# PROVIDED INFORMATION
○ ○ ○ ○ ○
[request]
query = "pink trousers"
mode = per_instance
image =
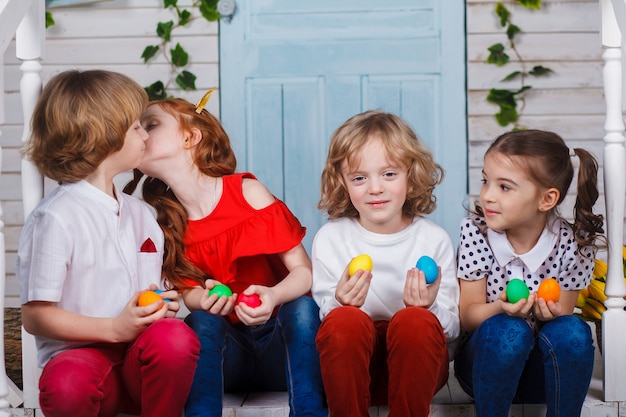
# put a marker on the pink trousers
(150, 377)
(401, 363)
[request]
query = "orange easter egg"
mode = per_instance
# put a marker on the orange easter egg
○ ○ ○ ○ ○
Lay out every line of the items above as a numbered list, skipping blank lines and omitting the pictures.

1. [request]
2. query = "pink trousers"
3. mode = per_instance
4. image =
5. # put a marker on the pink trousers
6. (150, 377)
7. (401, 363)
8. [request]
9. query = "orange easter egg"
10. mode = per_instance
11. # put a marker on the orange easter egg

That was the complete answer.